+++ RECORDS FOR THE EXERCISE +++

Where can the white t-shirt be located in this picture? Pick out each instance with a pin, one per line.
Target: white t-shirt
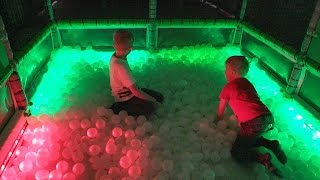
(120, 79)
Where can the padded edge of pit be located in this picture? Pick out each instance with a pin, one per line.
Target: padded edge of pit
(10, 133)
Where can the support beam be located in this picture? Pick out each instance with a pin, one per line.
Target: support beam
(152, 30)
(298, 72)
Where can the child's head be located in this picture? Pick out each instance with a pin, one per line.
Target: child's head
(123, 42)
(236, 66)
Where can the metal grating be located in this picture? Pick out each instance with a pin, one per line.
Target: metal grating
(286, 20)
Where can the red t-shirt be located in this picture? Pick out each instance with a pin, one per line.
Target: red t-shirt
(243, 100)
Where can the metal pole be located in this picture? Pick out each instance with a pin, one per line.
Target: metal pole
(55, 34)
(238, 32)
(152, 31)
(299, 70)
(5, 40)
(14, 82)
(50, 9)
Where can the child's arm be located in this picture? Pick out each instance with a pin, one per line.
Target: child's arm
(221, 108)
(140, 94)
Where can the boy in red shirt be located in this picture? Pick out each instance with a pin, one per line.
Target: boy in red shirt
(126, 93)
(254, 117)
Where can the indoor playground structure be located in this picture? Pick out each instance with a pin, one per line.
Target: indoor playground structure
(55, 121)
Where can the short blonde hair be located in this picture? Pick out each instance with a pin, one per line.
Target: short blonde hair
(122, 36)
(239, 64)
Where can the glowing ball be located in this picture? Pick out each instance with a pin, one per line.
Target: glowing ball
(115, 119)
(62, 166)
(129, 134)
(125, 162)
(111, 148)
(117, 132)
(100, 124)
(141, 119)
(94, 150)
(85, 123)
(69, 176)
(78, 168)
(135, 143)
(114, 172)
(25, 166)
(92, 132)
(132, 154)
(55, 174)
(42, 174)
(74, 124)
(134, 171)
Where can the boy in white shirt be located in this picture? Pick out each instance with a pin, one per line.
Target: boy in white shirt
(128, 96)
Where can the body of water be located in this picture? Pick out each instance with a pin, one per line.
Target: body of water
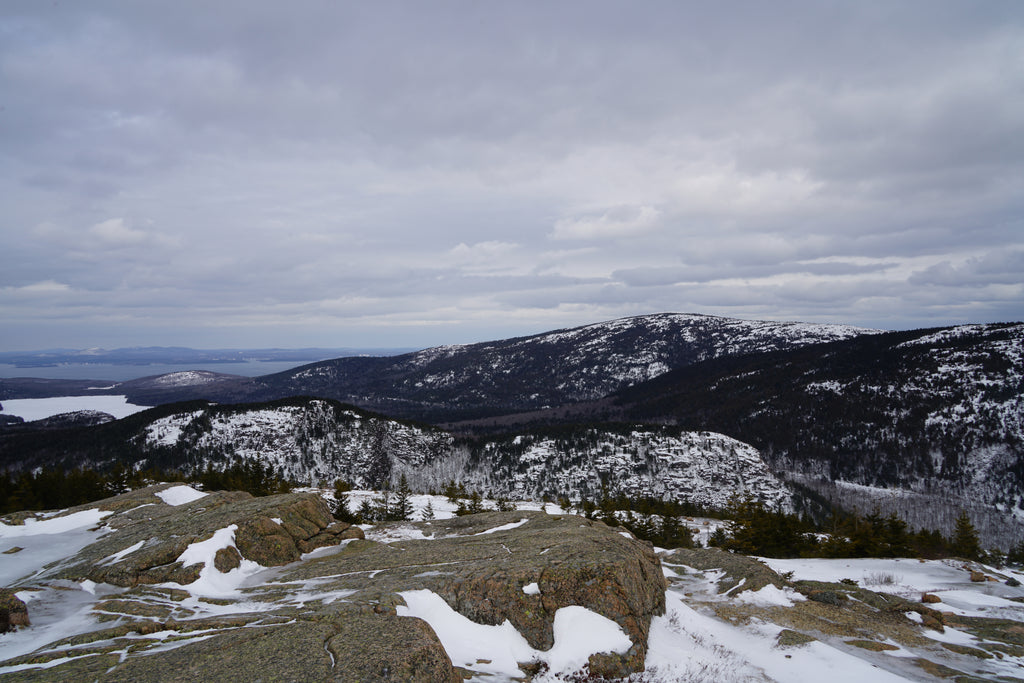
(122, 373)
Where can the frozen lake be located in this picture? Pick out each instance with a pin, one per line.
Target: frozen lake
(37, 409)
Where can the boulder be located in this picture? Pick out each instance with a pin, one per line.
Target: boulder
(13, 611)
(335, 616)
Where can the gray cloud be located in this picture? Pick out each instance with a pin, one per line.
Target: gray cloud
(409, 174)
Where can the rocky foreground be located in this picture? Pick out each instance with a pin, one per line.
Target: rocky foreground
(331, 613)
(169, 584)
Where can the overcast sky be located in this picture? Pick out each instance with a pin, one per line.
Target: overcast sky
(261, 173)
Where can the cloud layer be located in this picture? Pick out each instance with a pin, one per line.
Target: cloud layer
(399, 173)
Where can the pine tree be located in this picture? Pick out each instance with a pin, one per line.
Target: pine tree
(965, 542)
(340, 510)
(402, 509)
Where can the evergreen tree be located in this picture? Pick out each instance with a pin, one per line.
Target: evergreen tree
(340, 509)
(402, 509)
(428, 511)
(965, 542)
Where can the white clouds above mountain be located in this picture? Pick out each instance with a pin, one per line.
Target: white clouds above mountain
(242, 173)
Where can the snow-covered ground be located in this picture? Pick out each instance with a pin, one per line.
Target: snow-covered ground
(690, 643)
(37, 409)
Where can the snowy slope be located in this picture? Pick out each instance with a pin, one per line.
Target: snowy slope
(317, 441)
(550, 369)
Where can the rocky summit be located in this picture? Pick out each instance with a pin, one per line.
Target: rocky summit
(169, 584)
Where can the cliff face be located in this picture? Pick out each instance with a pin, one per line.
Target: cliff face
(172, 585)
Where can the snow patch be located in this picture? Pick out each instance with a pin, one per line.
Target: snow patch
(179, 495)
(496, 650)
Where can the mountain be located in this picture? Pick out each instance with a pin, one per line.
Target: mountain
(922, 422)
(448, 383)
(141, 355)
(315, 440)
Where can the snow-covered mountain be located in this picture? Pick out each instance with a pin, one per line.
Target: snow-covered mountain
(546, 370)
(316, 441)
(449, 383)
(938, 414)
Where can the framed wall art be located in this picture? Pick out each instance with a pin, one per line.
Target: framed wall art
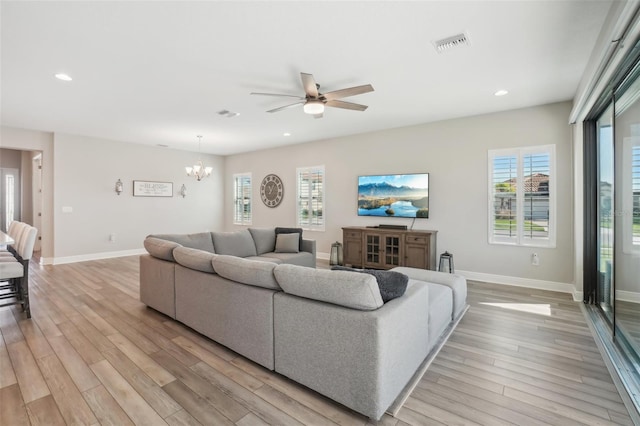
(144, 188)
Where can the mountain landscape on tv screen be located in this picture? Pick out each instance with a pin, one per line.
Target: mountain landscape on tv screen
(388, 200)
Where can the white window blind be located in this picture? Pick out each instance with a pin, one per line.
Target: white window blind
(522, 196)
(242, 199)
(310, 193)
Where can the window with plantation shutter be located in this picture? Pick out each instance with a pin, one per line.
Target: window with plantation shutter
(310, 193)
(242, 199)
(522, 196)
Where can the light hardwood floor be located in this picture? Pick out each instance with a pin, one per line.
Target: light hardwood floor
(93, 354)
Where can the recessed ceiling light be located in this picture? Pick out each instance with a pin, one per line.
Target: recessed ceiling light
(227, 113)
(63, 77)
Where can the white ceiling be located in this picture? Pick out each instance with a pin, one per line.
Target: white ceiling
(158, 72)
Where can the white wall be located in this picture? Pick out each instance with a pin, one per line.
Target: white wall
(86, 170)
(454, 152)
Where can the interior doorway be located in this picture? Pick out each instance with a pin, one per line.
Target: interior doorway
(10, 196)
(36, 193)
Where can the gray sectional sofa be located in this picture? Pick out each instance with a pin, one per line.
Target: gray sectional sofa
(328, 330)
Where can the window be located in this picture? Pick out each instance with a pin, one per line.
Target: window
(242, 199)
(522, 196)
(310, 205)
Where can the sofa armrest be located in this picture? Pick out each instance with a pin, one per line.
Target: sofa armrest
(457, 283)
(362, 359)
(309, 246)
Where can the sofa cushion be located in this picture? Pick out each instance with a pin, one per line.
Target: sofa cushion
(392, 284)
(161, 248)
(287, 243)
(200, 240)
(264, 239)
(199, 260)
(281, 230)
(303, 258)
(252, 272)
(457, 283)
(356, 291)
(237, 243)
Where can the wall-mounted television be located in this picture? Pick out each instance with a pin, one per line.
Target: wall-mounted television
(404, 195)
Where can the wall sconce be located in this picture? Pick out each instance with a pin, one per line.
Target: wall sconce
(119, 187)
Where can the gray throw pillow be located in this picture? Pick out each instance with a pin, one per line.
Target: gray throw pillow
(264, 238)
(287, 243)
(162, 249)
(281, 230)
(392, 284)
(237, 243)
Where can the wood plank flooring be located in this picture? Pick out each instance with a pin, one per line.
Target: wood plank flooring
(93, 354)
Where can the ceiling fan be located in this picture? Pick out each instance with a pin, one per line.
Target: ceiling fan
(314, 102)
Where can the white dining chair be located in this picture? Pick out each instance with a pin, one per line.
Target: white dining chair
(14, 275)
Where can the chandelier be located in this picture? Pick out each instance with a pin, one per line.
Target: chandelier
(198, 170)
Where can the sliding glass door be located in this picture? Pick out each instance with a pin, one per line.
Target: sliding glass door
(617, 151)
(605, 216)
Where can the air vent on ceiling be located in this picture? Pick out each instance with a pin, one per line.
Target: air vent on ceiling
(228, 114)
(457, 40)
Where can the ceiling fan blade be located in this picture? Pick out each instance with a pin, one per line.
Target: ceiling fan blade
(309, 84)
(346, 105)
(351, 91)
(285, 107)
(276, 94)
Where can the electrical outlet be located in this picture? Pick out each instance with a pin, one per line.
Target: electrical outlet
(535, 259)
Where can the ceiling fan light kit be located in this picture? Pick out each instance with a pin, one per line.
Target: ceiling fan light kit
(199, 170)
(313, 107)
(313, 102)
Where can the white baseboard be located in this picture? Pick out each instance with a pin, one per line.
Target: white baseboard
(93, 256)
(476, 276)
(523, 282)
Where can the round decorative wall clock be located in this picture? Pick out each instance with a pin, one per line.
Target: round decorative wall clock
(271, 190)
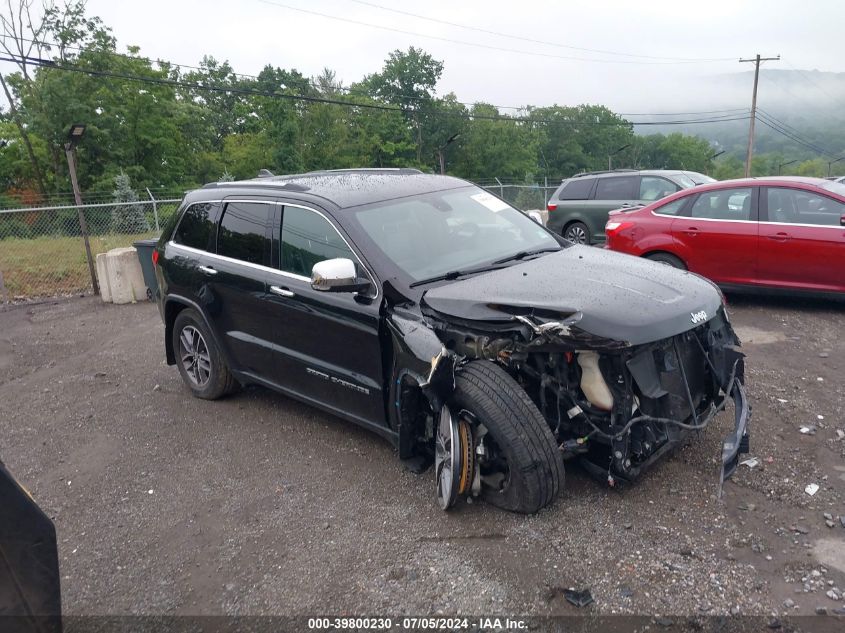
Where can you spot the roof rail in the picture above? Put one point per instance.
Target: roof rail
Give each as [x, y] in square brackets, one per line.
[367, 170]
[606, 171]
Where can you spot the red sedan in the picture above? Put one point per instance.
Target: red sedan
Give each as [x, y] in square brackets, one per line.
[782, 233]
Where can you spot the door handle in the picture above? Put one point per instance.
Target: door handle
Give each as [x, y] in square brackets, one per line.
[779, 237]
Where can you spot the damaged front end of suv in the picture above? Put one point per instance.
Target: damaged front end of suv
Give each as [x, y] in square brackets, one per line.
[621, 377]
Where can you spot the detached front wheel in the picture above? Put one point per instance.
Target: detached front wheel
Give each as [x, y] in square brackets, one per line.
[513, 452]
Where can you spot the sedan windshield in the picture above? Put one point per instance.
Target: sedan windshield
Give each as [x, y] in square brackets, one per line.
[440, 233]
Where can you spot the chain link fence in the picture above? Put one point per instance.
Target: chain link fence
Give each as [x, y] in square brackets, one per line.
[42, 253]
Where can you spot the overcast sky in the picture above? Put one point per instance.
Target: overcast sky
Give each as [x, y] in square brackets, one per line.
[252, 33]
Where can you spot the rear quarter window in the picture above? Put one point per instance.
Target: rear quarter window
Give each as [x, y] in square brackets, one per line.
[196, 226]
[672, 208]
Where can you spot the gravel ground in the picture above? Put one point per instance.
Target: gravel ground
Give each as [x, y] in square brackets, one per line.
[257, 504]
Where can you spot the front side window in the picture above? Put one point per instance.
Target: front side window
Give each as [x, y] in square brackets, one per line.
[798, 206]
[616, 188]
[308, 238]
[196, 226]
[724, 204]
[456, 230]
[653, 188]
[241, 233]
[577, 189]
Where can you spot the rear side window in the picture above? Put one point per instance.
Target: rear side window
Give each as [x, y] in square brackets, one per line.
[654, 187]
[724, 204]
[242, 231]
[576, 189]
[673, 208]
[798, 206]
[616, 188]
[308, 238]
[196, 226]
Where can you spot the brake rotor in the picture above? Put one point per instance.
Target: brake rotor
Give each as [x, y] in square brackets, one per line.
[447, 459]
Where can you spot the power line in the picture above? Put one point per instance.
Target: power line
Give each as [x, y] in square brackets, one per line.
[466, 43]
[797, 139]
[534, 40]
[787, 127]
[35, 61]
[348, 90]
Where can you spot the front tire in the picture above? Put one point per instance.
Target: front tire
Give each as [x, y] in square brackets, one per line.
[518, 437]
[199, 360]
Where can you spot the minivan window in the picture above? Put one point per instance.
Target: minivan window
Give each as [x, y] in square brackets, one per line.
[241, 233]
[196, 226]
[654, 187]
[616, 188]
[308, 238]
[577, 189]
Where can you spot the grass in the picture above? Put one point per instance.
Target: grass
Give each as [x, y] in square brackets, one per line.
[53, 265]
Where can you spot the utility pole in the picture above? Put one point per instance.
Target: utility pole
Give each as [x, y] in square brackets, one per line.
[756, 62]
[75, 134]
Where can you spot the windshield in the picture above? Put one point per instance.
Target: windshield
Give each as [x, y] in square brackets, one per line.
[834, 186]
[459, 229]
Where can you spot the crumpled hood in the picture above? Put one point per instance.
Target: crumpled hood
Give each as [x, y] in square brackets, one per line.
[620, 297]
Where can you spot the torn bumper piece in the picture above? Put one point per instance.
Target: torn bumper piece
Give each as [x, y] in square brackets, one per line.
[737, 442]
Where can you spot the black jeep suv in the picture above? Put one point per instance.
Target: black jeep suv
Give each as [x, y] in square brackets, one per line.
[443, 319]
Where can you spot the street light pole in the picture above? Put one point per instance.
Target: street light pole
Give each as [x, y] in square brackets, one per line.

+++

WHAT NEEDS TO BE DONE: In the records above, find each line with the string "brake" and list it.

RESULT:
Where can you spot the brake rotor in the picture above? Put one point per instance.
Target: brake rotor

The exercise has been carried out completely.